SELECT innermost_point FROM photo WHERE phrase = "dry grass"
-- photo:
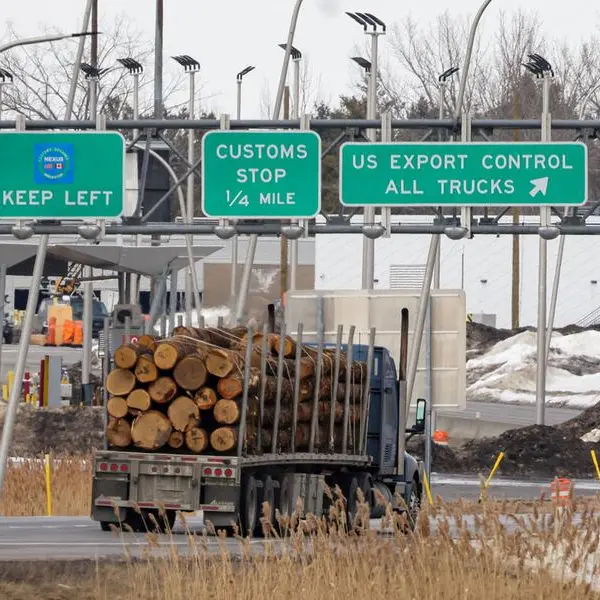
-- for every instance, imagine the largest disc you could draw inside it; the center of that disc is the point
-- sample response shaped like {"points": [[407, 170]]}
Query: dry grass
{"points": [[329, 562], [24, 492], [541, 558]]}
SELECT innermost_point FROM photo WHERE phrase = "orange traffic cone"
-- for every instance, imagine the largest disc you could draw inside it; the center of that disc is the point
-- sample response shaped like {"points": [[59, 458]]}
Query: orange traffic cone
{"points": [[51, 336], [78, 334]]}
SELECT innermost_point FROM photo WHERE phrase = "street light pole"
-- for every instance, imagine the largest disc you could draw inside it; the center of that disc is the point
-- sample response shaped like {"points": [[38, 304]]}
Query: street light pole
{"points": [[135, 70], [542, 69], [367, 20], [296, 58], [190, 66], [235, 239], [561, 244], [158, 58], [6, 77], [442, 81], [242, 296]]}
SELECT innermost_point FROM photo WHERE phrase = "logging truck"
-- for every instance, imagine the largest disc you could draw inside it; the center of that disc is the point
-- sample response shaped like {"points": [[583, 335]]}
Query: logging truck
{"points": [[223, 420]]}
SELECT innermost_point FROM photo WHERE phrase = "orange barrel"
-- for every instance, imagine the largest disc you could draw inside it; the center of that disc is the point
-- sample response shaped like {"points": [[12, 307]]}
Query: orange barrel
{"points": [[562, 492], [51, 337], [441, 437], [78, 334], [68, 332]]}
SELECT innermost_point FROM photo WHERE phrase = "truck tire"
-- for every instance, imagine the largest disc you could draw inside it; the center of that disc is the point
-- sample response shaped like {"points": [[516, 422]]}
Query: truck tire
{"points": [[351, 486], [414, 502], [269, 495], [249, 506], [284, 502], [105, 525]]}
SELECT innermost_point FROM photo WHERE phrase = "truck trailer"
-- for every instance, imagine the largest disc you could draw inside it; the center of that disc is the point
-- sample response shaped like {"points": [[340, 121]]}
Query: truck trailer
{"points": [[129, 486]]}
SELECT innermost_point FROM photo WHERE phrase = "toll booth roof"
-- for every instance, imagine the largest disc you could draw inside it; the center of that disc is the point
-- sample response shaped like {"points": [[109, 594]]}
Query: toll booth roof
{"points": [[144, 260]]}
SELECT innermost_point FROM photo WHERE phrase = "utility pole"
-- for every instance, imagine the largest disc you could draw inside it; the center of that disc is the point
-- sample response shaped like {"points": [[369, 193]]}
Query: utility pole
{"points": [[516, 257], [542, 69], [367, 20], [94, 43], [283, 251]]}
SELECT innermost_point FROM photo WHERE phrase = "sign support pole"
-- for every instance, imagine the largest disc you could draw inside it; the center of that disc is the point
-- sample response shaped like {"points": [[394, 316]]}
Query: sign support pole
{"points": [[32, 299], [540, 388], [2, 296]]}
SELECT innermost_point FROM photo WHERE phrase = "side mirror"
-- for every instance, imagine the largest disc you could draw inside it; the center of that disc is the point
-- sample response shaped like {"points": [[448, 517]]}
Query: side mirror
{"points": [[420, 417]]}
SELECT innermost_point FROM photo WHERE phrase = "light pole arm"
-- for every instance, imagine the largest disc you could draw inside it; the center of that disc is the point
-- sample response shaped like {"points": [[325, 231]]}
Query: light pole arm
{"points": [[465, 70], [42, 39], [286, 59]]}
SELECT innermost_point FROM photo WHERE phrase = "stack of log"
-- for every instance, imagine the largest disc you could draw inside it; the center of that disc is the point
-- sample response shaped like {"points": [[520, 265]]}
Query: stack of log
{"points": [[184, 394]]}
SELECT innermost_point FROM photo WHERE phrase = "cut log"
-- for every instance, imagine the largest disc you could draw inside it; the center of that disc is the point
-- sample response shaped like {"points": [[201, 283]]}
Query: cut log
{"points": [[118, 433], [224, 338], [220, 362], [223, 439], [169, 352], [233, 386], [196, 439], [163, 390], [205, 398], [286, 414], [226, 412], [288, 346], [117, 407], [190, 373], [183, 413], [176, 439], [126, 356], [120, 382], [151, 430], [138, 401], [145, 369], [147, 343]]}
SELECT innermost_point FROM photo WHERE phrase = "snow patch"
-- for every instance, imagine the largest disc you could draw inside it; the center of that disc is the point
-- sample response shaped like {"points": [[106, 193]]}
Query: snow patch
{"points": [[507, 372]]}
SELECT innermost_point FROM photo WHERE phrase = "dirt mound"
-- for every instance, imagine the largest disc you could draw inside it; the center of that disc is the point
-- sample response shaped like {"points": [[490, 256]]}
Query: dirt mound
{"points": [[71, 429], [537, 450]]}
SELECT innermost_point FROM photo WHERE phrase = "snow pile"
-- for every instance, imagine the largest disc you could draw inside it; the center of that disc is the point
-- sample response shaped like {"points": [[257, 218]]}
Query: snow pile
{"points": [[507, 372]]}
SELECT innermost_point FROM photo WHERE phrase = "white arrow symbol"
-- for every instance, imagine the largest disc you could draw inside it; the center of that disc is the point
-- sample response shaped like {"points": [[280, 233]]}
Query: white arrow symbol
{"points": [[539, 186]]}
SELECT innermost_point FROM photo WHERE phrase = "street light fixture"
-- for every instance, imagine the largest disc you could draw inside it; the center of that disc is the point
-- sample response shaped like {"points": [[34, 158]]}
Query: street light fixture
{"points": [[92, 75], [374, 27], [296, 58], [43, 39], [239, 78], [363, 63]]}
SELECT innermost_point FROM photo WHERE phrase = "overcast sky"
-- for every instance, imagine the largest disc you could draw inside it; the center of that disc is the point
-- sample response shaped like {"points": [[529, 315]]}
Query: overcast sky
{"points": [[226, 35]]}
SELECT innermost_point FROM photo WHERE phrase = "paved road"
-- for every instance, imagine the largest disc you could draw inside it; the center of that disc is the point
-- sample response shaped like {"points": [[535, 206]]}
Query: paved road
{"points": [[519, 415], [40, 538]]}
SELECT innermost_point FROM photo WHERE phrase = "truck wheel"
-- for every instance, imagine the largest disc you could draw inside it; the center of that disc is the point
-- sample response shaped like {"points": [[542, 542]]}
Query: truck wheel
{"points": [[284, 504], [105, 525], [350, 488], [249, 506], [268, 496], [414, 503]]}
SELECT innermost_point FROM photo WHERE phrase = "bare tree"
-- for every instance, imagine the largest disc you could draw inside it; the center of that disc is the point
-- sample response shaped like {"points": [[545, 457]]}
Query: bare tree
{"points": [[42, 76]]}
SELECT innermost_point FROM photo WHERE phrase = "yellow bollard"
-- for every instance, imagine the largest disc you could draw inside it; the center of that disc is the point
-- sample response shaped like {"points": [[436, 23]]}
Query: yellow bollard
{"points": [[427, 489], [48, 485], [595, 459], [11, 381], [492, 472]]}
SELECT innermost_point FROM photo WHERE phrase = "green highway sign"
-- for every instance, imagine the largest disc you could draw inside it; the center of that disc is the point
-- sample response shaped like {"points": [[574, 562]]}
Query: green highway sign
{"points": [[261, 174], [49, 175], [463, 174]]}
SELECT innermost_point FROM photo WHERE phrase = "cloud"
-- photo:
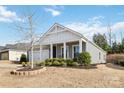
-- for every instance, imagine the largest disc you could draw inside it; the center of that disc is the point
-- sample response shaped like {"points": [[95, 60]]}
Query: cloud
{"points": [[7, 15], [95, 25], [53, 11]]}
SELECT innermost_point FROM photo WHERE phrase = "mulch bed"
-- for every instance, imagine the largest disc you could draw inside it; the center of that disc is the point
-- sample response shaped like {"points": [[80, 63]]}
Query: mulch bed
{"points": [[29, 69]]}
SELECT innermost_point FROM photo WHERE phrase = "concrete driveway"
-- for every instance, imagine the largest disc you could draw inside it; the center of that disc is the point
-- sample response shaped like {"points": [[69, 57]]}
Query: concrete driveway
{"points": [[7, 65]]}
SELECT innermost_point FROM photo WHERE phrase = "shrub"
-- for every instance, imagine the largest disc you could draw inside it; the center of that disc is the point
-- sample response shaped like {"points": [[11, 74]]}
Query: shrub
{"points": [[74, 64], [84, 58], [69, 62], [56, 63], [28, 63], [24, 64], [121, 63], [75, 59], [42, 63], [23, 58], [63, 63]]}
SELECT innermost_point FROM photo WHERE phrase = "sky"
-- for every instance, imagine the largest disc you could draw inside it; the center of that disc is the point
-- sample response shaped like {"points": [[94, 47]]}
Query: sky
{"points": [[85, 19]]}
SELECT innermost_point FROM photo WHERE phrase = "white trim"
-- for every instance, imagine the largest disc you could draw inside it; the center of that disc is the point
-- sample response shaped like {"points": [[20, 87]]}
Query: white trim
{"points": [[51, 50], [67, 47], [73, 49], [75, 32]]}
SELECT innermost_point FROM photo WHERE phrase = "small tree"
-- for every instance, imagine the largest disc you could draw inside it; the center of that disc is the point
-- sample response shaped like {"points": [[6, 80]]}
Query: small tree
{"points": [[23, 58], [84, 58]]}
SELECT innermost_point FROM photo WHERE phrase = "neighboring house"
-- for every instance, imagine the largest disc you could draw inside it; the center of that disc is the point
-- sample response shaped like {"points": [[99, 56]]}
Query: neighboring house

★ ★ ★ ★ ★

WHAT THE TASK ASKS:
Could you show every line of the material that includes the string "house"?

WRITTEN SOLUTION:
SELECT innermost_point FROM photo WHERE phrase = "neighboring house"
Query: neighboring house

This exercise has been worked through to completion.